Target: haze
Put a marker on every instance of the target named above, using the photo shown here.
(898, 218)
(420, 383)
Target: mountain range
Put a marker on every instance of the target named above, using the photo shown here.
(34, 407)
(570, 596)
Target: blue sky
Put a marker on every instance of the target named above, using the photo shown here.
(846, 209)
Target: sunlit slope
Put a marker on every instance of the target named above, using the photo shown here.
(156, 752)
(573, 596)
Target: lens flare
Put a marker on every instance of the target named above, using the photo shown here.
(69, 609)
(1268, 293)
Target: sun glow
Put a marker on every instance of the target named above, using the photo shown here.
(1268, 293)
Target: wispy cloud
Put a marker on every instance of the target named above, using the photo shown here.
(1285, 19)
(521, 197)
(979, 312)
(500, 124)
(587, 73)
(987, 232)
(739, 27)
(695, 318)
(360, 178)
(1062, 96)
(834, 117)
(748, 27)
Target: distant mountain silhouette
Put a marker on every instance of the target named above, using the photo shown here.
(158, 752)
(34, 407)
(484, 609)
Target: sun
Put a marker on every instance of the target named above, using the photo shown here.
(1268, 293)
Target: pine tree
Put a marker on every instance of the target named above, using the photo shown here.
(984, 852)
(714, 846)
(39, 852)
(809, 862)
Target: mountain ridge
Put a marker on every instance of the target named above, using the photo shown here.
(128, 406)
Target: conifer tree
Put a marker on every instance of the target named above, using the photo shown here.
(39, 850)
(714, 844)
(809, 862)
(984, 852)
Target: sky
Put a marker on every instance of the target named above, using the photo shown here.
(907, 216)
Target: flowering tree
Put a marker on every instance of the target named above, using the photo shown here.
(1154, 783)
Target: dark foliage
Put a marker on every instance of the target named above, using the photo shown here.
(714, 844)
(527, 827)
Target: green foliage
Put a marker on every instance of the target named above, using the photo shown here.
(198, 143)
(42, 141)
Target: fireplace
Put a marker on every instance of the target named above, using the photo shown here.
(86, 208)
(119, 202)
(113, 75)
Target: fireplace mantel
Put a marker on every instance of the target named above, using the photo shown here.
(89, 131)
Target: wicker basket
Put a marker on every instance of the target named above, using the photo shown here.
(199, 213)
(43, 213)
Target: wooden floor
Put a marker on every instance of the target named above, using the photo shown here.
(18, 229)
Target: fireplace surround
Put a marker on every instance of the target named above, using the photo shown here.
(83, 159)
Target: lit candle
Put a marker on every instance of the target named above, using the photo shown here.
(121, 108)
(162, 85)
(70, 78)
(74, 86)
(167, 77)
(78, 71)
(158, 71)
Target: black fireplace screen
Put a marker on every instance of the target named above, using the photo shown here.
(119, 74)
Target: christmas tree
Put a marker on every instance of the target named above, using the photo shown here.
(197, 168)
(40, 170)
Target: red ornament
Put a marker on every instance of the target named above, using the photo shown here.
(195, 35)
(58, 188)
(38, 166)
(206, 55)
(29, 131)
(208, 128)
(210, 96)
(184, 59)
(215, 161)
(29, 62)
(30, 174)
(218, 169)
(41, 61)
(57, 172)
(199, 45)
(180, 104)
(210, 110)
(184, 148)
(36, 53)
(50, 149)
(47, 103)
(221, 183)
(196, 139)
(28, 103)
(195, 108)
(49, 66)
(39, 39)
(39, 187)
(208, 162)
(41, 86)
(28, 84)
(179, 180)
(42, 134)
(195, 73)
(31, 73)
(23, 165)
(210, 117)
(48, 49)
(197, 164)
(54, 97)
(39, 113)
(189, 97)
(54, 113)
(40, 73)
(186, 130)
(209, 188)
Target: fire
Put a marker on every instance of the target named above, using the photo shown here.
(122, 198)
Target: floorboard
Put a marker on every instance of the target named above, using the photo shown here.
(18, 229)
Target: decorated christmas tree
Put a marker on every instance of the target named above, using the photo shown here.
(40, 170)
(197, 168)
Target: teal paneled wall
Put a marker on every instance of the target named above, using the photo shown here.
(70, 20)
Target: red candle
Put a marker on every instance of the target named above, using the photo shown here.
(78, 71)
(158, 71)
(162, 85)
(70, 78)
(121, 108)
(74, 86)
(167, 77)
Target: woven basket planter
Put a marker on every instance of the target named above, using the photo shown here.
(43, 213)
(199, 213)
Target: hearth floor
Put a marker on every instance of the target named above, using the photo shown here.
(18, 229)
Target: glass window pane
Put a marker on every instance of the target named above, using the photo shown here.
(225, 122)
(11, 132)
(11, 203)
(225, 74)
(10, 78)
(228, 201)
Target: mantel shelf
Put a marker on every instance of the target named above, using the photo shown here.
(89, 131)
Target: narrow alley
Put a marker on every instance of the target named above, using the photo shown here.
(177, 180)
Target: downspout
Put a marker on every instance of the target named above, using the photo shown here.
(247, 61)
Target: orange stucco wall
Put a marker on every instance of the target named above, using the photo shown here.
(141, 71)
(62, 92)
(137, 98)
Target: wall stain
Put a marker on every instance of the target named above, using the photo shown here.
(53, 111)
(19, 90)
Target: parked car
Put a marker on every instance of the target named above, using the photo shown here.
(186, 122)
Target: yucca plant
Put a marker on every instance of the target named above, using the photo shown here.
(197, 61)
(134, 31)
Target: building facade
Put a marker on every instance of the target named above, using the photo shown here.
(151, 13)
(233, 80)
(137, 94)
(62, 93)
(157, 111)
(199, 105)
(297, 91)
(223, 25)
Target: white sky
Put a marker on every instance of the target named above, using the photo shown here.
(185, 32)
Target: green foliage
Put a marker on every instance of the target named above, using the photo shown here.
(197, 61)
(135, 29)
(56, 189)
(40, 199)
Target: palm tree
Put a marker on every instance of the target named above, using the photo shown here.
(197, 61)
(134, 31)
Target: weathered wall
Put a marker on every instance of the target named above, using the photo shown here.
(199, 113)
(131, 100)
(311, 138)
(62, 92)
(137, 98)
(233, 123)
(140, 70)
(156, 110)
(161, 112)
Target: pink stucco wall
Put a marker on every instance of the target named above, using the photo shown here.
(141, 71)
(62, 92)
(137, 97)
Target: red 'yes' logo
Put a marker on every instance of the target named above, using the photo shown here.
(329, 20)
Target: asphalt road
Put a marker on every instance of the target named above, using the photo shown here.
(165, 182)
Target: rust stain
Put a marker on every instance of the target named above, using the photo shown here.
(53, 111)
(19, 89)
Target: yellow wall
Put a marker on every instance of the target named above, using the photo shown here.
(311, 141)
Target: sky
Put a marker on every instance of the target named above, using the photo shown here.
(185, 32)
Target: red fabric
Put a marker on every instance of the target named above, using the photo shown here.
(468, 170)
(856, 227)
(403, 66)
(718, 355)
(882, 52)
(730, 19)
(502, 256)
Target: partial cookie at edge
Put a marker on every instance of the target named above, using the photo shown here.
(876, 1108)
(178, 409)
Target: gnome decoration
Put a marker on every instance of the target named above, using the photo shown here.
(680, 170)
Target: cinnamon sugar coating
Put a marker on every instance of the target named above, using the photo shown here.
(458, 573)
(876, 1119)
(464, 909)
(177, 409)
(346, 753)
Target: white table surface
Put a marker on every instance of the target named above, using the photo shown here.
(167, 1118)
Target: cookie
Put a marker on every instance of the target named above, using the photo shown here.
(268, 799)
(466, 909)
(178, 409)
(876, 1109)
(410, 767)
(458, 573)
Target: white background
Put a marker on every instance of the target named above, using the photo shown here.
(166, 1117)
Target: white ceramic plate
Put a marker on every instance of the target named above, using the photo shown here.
○ ○ ○ ○ ○ ○ ○
WHAT TO DO: Retype exactly, please, each line from the line that contains "Target: partial cookie at edge" through the last line of the entries above, with nothing added.

RESPONSE:
Target: partial cookie at edge
Put a marker on every instance of the target named above, using the photo shown here.
(876, 1108)
(178, 409)
Target: gnome decoration
Put a marker on every instance of the target named above, using the photo shown here.
(680, 170)
Target: cinnamon sugar coating
Put a marker on every instance of the target named above, using the photo shown here.
(458, 573)
(876, 1119)
(464, 909)
(177, 409)
(346, 753)
Target: white table surface
Put a marker on every instance of the target named above, using the photo shown here.
(167, 1118)
Target: cookie
Put a marker on every instance of the target named above, using the photo shown here.
(268, 799)
(466, 909)
(178, 409)
(876, 1109)
(410, 767)
(458, 573)
Target: white background
Put a marker on every instance of the target named above, using the photo shown here.
(166, 1117)
Target: white ceramic plate
Put a marker on every instance of the target named above, using the photo shown here.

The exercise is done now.